→ **Prompt 1**: Reproduce the forum thread comparing the Tarmac Apex Mid Comp and the Allez Evo Rival word for word, in full.

→ **Article**:
+===+
# Tarmac Apex Mid Comp vs Allez Evo Rival?



## mrfizzed (Aug 27, 2011)

What are your thoughts on these two bikes? Allez Evo is alum with better components listed here:
Specialized Bicycle Components
Tarmac is obviously carbon, albeit their entry level carbon frame with components that are not quite as good (but I've read that apex is not bad at all when compared to rival). Prices are about the same. Thoughts?


----------



## rsschmidt (Feb 1, 2011)

My vote would be to get the Allez. I was in a similar situation last year and chose the Allez with some chris king/velocity a23's and some nice tires and I think it is every bit as good as entry level carbon. I have also swapped the cockpit for carbon parts and a carbon tarmac fork to make it even smoother. The allez evo already has a carbon fork so you wouldn't have to worry about that. I have now also switched all of the apex stuff to force. I ended up with an e5 aluminum bike with very capable wheels, carbon cockpit and force drive train for roughly the same price as the entry level tarmac after selling off the stock components on the allez. It has been a great bike so far, but there is always that allure of carbon...
+===+
→ **Records shown**:
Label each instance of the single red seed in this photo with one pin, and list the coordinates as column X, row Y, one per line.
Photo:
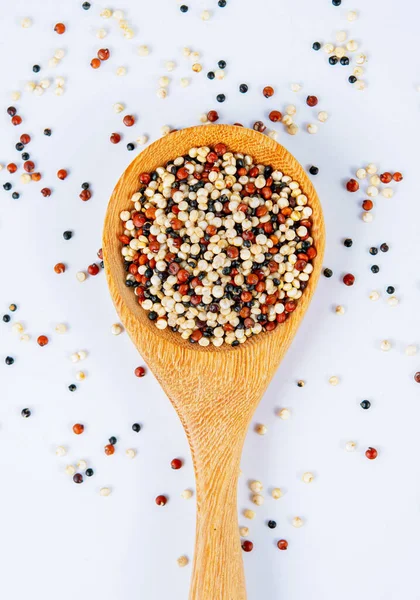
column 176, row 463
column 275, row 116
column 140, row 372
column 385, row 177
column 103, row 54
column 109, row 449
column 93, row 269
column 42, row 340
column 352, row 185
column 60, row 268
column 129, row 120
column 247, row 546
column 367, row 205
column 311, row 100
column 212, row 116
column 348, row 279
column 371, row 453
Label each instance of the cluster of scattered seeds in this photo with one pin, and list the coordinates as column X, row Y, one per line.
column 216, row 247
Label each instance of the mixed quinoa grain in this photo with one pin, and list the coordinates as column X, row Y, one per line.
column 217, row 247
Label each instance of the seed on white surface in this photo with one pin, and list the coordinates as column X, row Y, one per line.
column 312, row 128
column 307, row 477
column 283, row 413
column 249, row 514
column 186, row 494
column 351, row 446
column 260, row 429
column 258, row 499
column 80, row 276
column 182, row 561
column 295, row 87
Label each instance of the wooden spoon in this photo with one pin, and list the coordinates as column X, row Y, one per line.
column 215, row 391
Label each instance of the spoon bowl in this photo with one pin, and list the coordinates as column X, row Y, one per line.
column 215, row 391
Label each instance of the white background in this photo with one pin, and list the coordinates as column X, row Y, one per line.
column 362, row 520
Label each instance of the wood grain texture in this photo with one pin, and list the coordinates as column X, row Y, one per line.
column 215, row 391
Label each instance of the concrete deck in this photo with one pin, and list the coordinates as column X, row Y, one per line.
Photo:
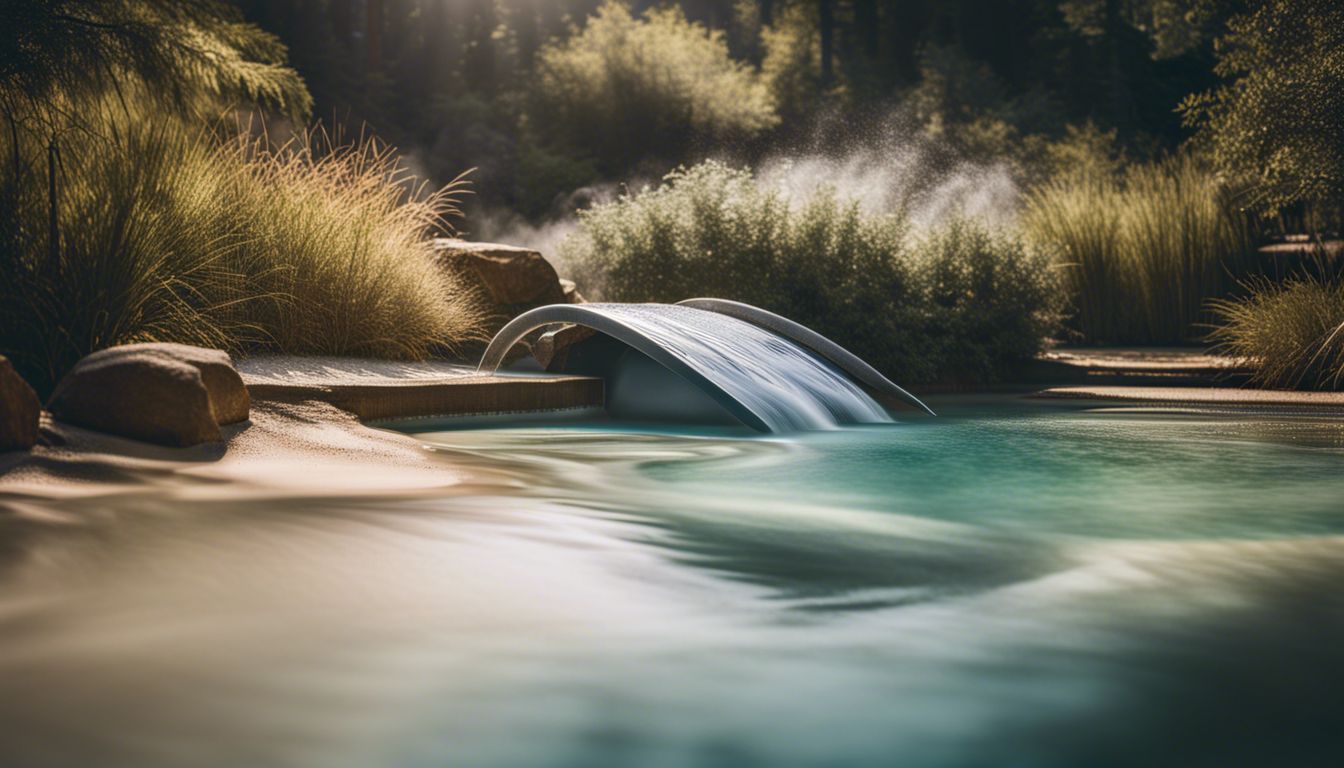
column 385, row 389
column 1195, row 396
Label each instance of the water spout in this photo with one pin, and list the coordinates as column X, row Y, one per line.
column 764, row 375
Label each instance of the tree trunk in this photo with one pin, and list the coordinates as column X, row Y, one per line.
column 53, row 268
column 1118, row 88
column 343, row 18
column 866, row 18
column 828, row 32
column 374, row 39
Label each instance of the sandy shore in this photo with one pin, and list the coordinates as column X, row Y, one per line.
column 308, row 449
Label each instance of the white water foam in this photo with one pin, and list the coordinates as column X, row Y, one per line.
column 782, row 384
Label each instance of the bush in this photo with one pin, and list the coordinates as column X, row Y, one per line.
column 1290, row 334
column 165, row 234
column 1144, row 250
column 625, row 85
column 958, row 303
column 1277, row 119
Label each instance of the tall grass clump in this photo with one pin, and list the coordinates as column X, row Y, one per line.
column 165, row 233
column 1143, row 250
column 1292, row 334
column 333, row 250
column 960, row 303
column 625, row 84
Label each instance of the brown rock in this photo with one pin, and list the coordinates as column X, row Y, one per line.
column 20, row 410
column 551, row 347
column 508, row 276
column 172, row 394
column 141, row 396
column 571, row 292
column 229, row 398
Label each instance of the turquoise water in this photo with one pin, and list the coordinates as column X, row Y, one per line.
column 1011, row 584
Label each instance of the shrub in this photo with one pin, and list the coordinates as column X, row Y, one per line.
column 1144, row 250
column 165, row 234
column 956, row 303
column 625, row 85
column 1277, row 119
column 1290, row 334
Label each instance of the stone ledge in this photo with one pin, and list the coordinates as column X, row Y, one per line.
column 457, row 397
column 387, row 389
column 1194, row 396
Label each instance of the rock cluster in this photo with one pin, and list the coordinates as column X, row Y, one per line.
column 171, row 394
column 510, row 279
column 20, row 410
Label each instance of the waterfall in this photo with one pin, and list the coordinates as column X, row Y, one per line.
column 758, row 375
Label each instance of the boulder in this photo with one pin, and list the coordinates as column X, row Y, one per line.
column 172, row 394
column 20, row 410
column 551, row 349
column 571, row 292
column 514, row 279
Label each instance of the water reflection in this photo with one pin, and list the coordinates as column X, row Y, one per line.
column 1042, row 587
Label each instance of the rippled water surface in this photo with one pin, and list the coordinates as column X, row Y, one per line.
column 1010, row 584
+===+
→ **Prompt 2**: Edit the records from the line that contains "Label each instance of the turquoise" through the line that contains "column 1194, row 396", replacing "shrub" with "bush" and leaving everything else unchanged. Give back only those lines.

→ **Complete response 1**:
# Tarmac Apex Mid Comp vs Allez Evo Rival?



## mrfizzed (Aug 27, 2011)

What are your thoughts on these two bikes? Allez Evo is alum with better components listed here:
Specialized Bicycle Components
Tarmac is obviously carbon, albeit their entry level carbon frame with components that are not quite as good (but I've read that apex is not bad at all when compared to rival). Prices are about the same. Thoughts?


----------



## rsschmidt (Feb 1, 2011)

My vote would be to get the Allez. I was in a similar situation last year and chose the Allez with some chris king/velocity a23's and some nice tires and I think it is every bit as good as entry level carbon. I have also swapped the cockpit for carbon parts and a carbon tarmac fork to make it even smoother. The allez evo already has a carbon fork so you wouldn't have to worry about that. I have now also switched all of the apex stuff to force. I ended up with an e5 aluminum bike with very capable wheels, carbon cockpit and force drive train for roughly the same price as the entry level tarmac after selling off the stock components on the allez. It has been a great bike so far, but there is always that allure of carbon...

→ **Complete response 2**:
Label each instance of the turquoise water in this photo with one pin, and list the coordinates as column X, row Y, one per line.
column 1011, row 584
Label each instance of the bush in this photo with one pin, and list the coordinates as column X, row Y, one per line.
column 1144, row 250
column 165, row 234
column 956, row 303
column 625, row 85
column 1277, row 119
column 1290, row 334
Label each instance of the stone ledge in this photo with one pin, and list the coordinates as column X, row Y, one per line.
column 457, row 397
column 387, row 389
column 1194, row 396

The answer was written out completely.